Reproduce the listing below line for line without any changes, and leave the picture out of your answer.

(Items from a labeling collection)
## BEGIN

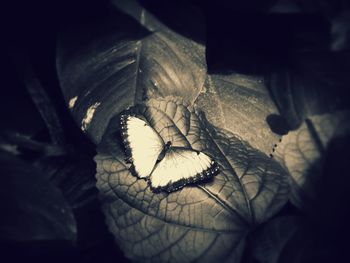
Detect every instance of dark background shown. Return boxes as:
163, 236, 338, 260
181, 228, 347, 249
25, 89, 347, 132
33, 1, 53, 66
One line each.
0, 0, 350, 262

## END

→ Solution:
Detect every instance of dark background shown. Return boxes as:
163, 236, 338, 260
181, 228, 347, 249
25, 89, 347, 132
33, 1, 53, 66
One line each.
0, 0, 350, 262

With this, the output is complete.